[Source data]
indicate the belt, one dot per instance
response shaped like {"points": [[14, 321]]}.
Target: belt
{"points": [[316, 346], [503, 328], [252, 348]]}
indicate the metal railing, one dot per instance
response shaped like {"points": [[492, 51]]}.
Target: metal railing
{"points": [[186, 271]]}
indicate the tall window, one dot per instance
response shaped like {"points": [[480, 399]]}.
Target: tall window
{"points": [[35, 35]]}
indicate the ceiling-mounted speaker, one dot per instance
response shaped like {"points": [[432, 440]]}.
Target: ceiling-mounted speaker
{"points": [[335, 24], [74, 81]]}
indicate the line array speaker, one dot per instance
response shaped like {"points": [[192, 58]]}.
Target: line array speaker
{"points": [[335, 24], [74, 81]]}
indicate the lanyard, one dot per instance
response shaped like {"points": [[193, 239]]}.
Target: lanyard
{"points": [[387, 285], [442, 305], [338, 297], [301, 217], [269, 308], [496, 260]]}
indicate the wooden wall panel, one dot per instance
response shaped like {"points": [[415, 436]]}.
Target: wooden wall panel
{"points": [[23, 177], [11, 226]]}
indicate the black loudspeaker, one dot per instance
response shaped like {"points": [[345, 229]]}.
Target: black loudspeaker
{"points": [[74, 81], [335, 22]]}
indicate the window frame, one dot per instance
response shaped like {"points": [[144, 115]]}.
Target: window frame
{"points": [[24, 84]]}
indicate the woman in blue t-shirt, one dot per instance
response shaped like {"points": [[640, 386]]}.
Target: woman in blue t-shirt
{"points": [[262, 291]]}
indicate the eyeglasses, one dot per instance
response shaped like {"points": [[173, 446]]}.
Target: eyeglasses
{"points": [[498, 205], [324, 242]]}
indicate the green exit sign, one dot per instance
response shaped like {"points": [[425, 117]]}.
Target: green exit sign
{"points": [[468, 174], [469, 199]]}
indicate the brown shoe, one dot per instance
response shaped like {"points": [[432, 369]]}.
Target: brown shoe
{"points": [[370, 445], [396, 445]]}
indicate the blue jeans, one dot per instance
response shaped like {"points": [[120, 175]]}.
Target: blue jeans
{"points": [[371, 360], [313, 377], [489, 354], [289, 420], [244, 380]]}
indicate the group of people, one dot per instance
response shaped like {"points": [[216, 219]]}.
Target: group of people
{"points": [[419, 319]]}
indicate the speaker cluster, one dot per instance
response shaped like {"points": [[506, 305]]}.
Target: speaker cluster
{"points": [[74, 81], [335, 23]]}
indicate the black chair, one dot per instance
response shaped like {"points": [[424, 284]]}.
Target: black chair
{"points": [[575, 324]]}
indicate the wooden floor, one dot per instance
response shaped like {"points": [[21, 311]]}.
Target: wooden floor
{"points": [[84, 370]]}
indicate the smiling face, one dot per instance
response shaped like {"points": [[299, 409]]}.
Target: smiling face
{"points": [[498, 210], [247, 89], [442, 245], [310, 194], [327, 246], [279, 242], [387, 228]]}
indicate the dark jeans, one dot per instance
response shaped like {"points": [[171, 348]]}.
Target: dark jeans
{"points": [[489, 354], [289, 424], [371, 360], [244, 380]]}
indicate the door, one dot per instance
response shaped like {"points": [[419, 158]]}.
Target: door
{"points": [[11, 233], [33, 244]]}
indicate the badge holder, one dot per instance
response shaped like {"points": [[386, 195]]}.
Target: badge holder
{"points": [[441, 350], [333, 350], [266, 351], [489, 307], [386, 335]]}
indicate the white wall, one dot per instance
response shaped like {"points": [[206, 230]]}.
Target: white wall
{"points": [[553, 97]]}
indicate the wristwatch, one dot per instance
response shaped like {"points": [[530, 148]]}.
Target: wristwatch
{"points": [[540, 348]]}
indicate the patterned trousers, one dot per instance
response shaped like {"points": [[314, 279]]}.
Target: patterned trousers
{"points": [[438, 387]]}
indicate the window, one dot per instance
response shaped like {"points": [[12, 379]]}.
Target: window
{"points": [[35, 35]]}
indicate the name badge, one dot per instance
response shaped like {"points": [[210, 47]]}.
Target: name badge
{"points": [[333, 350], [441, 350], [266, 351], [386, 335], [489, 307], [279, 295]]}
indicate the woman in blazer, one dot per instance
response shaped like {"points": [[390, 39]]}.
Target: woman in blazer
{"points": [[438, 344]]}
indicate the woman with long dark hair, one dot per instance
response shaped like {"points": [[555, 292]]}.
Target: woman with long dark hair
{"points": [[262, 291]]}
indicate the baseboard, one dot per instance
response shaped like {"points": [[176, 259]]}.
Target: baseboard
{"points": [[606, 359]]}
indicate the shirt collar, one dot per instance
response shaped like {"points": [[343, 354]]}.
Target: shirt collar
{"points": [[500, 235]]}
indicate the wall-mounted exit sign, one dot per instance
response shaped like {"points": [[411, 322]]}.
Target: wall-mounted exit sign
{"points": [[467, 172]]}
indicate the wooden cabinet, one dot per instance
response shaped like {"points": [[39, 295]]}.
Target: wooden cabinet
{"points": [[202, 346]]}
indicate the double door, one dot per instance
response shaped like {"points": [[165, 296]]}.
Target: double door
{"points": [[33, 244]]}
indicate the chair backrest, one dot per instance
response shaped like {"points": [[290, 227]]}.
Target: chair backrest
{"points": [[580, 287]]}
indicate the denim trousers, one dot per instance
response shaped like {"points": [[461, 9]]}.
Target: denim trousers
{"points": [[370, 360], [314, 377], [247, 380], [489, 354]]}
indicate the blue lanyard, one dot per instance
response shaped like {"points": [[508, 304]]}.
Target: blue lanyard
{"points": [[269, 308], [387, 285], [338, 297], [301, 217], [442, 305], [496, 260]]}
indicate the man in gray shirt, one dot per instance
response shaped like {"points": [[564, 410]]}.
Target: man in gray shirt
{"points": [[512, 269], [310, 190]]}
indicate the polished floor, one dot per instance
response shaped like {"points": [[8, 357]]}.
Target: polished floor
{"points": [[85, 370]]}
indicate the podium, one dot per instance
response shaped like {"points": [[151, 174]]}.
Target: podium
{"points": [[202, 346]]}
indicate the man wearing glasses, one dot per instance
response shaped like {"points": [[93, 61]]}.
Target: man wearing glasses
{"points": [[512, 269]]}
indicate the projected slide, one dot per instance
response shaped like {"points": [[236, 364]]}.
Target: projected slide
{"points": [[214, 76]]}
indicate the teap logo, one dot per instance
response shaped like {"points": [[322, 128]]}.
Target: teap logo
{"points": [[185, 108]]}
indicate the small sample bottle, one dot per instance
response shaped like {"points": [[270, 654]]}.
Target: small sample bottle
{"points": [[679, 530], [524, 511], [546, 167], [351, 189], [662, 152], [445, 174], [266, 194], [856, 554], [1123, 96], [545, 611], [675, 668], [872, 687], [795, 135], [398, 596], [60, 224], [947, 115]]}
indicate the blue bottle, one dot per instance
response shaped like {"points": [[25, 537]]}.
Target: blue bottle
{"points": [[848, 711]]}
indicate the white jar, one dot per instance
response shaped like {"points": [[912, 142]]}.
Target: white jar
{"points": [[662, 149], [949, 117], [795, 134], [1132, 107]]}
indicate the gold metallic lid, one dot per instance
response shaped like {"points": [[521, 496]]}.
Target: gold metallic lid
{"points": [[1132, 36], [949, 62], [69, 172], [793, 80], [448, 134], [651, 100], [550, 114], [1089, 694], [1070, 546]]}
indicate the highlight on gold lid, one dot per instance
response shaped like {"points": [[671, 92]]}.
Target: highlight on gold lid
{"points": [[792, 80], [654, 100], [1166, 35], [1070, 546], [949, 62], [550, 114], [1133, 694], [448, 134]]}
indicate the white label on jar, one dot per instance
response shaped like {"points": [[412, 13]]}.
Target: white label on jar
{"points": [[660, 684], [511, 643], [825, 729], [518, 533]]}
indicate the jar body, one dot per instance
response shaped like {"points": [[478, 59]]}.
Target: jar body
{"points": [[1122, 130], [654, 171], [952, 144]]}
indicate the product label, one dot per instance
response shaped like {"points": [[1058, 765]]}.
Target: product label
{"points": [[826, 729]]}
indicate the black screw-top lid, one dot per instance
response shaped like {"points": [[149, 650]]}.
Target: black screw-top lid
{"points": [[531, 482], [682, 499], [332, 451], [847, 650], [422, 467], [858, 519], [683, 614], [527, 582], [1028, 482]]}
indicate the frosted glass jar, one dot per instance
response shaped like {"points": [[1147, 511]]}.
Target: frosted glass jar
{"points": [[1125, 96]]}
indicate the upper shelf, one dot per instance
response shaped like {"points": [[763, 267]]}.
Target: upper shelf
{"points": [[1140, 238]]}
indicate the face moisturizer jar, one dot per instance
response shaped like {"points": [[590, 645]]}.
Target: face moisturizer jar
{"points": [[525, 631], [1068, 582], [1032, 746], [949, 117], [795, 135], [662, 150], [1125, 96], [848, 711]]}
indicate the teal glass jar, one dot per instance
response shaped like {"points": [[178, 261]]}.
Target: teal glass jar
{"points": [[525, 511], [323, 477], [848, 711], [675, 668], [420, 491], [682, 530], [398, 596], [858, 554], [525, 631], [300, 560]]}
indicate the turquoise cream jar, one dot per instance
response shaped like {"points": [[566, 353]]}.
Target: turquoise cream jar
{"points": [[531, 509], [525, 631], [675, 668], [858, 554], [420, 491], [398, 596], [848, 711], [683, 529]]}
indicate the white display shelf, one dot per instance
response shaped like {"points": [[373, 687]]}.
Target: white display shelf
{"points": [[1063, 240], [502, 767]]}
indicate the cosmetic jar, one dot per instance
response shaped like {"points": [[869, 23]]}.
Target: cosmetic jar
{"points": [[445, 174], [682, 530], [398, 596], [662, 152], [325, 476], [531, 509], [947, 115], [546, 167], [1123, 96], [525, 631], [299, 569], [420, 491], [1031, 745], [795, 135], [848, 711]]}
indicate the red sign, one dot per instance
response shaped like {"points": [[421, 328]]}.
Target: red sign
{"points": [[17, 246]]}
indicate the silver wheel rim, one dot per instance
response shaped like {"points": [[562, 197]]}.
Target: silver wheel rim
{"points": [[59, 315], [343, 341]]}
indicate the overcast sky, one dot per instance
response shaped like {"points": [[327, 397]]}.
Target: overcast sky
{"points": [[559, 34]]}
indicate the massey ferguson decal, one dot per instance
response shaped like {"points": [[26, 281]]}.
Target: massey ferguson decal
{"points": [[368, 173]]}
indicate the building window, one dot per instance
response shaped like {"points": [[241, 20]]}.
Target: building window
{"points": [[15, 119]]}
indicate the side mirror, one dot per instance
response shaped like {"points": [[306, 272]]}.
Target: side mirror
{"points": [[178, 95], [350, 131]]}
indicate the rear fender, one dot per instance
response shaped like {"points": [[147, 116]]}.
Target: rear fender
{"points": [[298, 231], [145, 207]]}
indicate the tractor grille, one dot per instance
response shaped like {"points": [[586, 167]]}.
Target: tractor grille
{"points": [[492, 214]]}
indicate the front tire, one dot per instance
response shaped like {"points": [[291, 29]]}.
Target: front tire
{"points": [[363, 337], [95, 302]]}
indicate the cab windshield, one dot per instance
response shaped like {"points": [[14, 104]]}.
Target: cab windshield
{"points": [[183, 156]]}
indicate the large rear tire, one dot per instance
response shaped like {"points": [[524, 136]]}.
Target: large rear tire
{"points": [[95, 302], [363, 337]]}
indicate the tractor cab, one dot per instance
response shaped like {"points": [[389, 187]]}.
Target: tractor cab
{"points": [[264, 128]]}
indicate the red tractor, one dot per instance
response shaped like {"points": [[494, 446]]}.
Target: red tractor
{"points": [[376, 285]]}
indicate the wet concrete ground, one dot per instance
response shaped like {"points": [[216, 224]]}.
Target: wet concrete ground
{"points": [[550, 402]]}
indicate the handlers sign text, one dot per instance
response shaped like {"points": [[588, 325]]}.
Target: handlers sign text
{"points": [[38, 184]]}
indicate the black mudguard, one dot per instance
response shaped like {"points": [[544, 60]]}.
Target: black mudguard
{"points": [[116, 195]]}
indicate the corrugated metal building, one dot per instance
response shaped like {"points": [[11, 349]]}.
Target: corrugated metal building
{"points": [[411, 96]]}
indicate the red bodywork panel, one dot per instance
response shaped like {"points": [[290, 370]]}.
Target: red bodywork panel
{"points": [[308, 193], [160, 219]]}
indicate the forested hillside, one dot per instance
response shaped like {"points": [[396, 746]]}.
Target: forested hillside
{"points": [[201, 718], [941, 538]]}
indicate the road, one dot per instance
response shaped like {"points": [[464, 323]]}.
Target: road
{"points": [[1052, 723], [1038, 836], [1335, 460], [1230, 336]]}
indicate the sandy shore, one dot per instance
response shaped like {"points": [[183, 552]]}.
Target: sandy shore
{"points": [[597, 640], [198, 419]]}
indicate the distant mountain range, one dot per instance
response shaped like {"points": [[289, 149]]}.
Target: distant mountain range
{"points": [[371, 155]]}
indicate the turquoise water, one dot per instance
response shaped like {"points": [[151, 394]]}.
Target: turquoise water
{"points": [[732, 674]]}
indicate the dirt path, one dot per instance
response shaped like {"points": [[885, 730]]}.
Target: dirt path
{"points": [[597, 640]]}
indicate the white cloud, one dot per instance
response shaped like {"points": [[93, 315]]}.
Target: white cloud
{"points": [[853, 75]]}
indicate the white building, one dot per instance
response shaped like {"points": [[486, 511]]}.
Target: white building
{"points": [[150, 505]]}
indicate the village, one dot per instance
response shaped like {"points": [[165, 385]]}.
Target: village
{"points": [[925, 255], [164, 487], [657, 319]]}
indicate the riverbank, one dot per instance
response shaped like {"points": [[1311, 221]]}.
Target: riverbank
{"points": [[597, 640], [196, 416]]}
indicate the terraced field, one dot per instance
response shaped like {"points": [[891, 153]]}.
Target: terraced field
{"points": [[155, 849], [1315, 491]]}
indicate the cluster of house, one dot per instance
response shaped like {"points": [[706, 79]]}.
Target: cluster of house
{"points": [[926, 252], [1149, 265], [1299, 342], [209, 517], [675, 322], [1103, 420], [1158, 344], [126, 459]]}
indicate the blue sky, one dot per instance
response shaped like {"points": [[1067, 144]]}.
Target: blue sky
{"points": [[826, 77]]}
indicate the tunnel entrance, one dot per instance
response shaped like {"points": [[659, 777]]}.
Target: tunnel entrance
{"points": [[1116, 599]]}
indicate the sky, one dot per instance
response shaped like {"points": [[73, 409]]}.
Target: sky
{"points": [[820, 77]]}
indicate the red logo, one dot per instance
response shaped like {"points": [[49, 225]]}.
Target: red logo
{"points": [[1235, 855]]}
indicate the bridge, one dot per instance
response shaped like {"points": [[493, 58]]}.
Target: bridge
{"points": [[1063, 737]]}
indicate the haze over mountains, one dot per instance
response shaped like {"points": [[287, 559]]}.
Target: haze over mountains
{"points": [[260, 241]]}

Exercise prompt => Could you return exactly the stretch of the data above that starts at the line with "indicate the cab" and ends at the line with "indicate the dirt path, one dot per instance", both lines included?

Your solution =>
indicate the cab windshield, one dot per instance
response shaped like {"points": [[14, 104]]}.
Target: cab windshield
{"points": [[183, 156]]}
indicate the large rear tire, one dot per instance
response shaped like {"points": [[524, 136]]}.
Target: large rear tire
{"points": [[95, 302], [363, 337]]}
indicate the tractor cab, one dot per instance
response shaped like {"points": [[389, 187]]}.
Target: tractor cab
{"points": [[264, 128]]}
indicate the red tractor, one dot per instance
response shaped like {"points": [[494, 446]]}.
Target: red tractor
{"points": [[376, 285]]}
indicate the wet concrete ground, one dot per instance
response shaped like {"points": [[216, 224]]}.
Target: wet concrete ground
{"points": [[550, 402]]}
indicate the handlers sign text, one dot per instance
response shaped like {"points": [[588, 325]]}.
Target: handlers sign text
{"points": [[38, 184]]}
indicate the black mudguard, one dot per instance
response shaped like {"points": [[544, 60]]}.
Target: black mudguard
{"points": [[116, 195]]}
indicate the corrugated metal building, one dot per instance
response shaped like {"points": [[11, 349]]}.
Target: corrugated metal building
{"points": [[411, 96]]}
indicate the red bodywork panel, one dot per instance
response shaped like {"points": [[290, 370]]}.
Target: red bodywork panel
{"points": [[308, 193], [160, 219]]}
indicate the forested hillside, one dot per instance
response shaped like {"points": [[396, 746]]}.
Target: forested hillside
{"points": [[201, 718], [941, 538]]}
indicate the road, one dot per instance
response shaped like {"points": [[464, 323]]}.
Target: road
{"points": [[1052, 723], [1038, 836], [1335, 460], [1230, 336]]}
indicate the sandy shore, one dot per instance
response shaped like {"points": [[183, 552]]}.
Target: sandy shore
{"points": [[597, 640], [198, 419]]}
indicate the distant mountain range, one dot per instance
response shaped like {"points": [[289, 149]]}.
Target: distant mountain range
{"points": [[371, 155]]}
indicate the turquoise water, one dot per instance
response shaped like {"points": [[151, 394]]}.
Target: turquoise water
{"points": [[732, 674]]}
indicate the dirt path, one dot per instance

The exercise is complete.